▸ Supplied material:
____________________
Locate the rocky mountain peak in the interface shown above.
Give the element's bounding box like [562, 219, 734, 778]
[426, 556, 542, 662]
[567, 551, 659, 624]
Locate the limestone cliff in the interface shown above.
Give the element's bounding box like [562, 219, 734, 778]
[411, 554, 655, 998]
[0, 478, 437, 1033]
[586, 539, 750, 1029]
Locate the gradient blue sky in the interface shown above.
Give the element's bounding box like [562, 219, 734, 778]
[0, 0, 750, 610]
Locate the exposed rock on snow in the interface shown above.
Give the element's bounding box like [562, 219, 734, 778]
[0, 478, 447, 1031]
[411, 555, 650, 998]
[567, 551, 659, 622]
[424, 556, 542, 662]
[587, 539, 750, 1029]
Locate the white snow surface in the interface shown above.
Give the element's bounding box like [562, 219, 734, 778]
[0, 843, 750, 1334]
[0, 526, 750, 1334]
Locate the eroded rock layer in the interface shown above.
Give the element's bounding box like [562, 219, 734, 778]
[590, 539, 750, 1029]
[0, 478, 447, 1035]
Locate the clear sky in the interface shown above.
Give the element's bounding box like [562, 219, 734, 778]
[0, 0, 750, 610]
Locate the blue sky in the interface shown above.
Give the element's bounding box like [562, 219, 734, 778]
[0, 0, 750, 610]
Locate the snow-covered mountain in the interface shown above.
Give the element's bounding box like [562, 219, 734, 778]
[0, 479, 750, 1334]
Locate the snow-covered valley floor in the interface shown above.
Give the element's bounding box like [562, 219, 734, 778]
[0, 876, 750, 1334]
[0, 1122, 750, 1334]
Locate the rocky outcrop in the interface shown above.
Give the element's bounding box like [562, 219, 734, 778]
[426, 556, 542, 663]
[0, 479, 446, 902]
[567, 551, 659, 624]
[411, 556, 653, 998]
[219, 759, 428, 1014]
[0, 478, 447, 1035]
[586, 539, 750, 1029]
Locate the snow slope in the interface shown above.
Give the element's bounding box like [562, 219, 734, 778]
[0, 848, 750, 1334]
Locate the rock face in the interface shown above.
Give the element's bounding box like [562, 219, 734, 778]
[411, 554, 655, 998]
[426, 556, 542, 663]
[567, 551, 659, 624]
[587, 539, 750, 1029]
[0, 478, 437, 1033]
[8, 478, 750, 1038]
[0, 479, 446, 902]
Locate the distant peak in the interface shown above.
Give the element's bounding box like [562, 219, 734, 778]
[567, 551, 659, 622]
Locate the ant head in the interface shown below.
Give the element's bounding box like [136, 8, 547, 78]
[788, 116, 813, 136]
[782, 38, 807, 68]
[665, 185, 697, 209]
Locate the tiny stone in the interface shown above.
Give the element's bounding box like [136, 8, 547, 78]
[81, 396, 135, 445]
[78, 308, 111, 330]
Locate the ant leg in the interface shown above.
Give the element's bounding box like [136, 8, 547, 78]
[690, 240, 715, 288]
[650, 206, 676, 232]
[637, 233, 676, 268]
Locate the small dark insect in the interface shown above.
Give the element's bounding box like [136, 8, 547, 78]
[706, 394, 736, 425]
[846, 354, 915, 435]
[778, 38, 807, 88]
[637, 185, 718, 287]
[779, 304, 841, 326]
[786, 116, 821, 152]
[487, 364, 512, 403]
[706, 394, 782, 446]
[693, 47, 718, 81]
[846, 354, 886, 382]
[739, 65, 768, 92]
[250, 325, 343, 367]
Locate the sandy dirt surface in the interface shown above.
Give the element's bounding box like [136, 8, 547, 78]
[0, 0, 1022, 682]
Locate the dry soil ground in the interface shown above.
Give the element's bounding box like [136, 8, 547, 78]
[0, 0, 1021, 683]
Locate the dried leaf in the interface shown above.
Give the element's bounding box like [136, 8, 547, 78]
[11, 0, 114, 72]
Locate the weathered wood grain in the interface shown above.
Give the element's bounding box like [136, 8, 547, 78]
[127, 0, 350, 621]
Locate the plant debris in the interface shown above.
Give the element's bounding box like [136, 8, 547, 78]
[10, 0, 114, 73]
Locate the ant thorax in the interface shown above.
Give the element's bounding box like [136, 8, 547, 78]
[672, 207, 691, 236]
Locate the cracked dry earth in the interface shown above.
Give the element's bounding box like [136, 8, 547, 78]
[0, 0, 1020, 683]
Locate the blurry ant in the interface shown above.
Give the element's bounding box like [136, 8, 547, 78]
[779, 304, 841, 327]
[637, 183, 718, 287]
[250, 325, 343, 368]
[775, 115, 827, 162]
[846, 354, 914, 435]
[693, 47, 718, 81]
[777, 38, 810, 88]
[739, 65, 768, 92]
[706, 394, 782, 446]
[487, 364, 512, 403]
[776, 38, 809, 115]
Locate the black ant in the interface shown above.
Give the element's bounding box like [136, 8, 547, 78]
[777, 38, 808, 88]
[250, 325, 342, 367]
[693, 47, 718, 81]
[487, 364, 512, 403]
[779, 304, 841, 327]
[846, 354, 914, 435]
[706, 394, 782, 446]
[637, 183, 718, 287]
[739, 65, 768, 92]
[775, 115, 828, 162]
____________________
▸ Goal:
Copy every one of the entries above word for word, keeping each line as it stands.

▸ The solution:
Locate the rocky mountain peak in the interface shown above.
Give the element's bounding box like [562, 219, 734, 778]
[426, 556, 542, 662]
[567, 551, 659, 624]
Locate the limestone cliff in the interface shown above.
Give the element's bounding box like [562, 219, 734, 778]
[411, 554, 655, 998]
[0, 478, 437, 1033]
[586, 539, 750, 1029]
Locate the gradient blue sky in the interface shown above.
Give the element's bounding box like [562, 219, 734, 778]
[0, 0, 750, 610]
Locate the exposed rock on snow in the interface shown above.
Give the element's bounding box like [562, 219, 734, 778]
[0, 478, 447, 1031]
[411, 555, 650, 998]
[567, 551, 659, 622]
[424, 556, 542, 662]
[587, 539, 750, 1029]
Locate the white snow surface in the interface shown above.
Give the element's bounding box like [562, 219, 734, 778]
[0, 843, 750, 1334]
[0, 526, 750, 1334]
Locate the eroded rock layer in the interface shown above.
Give the element's bounding box like [562, 219, 734, 778]
[590, 539, 750, 1029]
[0, 478, 447, 1035]
Locate the clear sky in the interface shown above.
Give the element's bounding box like [562, 219, 734, 778]
[0, 0, 750, 610]
Locate the blue sky in the interface shown above.
Give the element's bounding box like [562, 219, 734, 778]
[0, 0, 750, 610]
Locate the snow-covered mountain in the interface shown above.
Give the element's bounding box like [562, 219, 734, 778]
[0, 479, 750, 1334]
Locate the snow-covered valley floor in the interface shown above.
Give the element's bounding box like [562, 219, 734, 778]
[0, 876, 750, 1334]
[0, 1122, 750, 1334]
Locate the rocky outcrop in the interface shown above.
Give the element's bounding box like [562, 219, 734, 778]
[426, 556, 542, 663]
[0, 479, 446, 902]
[567, 551, 659, 624]
[411, 556, 653, 998]
[219, 759, 428, 1014]
[0, 478, 447, 1035]
[586, 539, 750, 1029]
Locate the snow slope in the interface shown above.
Give the element's bounding box like [562, 219, 734, 778]
[0, 848, 750, 1334]
Locate the rock face in the interface shown above.
Give the element's bounding box like [562, 219, 734, 778]
[411, 554, 655, 998]
[426, 556, 542, 663]
[567, 551, 659, 624]
[587, 539, 750, 1029]
[0, 478, 437, 1033]
[8, 478, 750, 1038]
[0, 479, 446, 902]
Locate the distant peak in the interface shown above.
Give the element's bounding box like [562, 219, 734, 778]
[567, 551, 659, 622]
Locate the ant head in the interface shown below.
Give the element's bounding box like [136, 8, 547, 78]
[788, 116, 813, 136]
[782, 38, 807, 68]
[665, 185, 697, 209]
Locate the tiny stone in the interface shown above.
Give the element's bounding box like [136, 8, 547, 78]
[81, 396, 135, 445]
[78, 308, 111, 330]
Locate the ant leg in the interface shown above.
Give the element's bounding box like [136, 8, 547, 78]
[690, 240, 715, 288]
[650, 206, 676, 232]
[637, 233, 676, 268]
Locate the small dark insect in the interface shown above.
Give the element's bounding box like [136, 8, 547, 78]
[706, 394, 736, 425]
[846, 354, 915, 435]
[778, 38, 807, 88]
[637, 185, 718, 287]
[779, 304, 841, 326]
[786, 116, 821, 152]
[487, 364, 512, 403]
[706, 394, 782, 446]
[693, 47, 718, 81]
[846, 354, 886, 382]
[739, 65, 768, 92]
[250, 325, 343, 367]
Locate the sandy dirt surface in the interface shown above.
Give the element's bounding box like [136, 8, 547, 78]
[0, 0, 1022, 682]
Locate the dry soil ground in the interface shown above.
Give the element's bounding box like [136, 8, 547, 78]
[0, 0, 1021, 683]
Locate the dried leaf in the interface shown above.
Give the element's bounding box like [136, 8, 547, 78]
[11, 0, 114, 72]
Locate the weathered wood grain in the interface shown above.
Give the element's bounding box like [136, 8, 547, 78]
[127, 0, 350, 621]
Locate the plant debris in the interface shown above.
Give the element's bounding box like [136, 8, 547, 78]
[10, 0, 114, 73]
Locate the ant thorax in the interface shown above.
Give the element's bounding box like [136, 8, 547, 78]
[672, 207, 691, 236]
Locate the cracked dry earth in the interface shown above.
Give the element's bounding box like [136, 8, 547, 78]
[0, 0, 1020, 683]
Locate the blurry ant in the interface shown above.
Give the element's bounding box like [136, 8, 547, 78]
[779, 304, 841, 327]
[637, 183, 718, 287]
[250, 325, 343, 368]
[775, 115, 827, 162]
[846, 354, 914, 435]
[693, 47, 718, 81]
[777, 38, 810, 88]
[739, 65, 768, 92]
[706, 394, 782, 446]
[487, 364, 512, 403]
[776, 38, 809, 115]
Locate the black ant in the interface shown above.
Give the element's bounding box like [136, 8, 547, 78]
[777, 38, 808, 88]
[250, 325, 342, 367]
[693, 47, 718, 81]
[487, 364, 512, 403]
[779, 304, 841, 327]
[846, 354, 914, 435]
[706, 394, 782, 446]
[637, 183, 718, 287]
[739, 65, 768, 92]
[775, 115, 828, 162]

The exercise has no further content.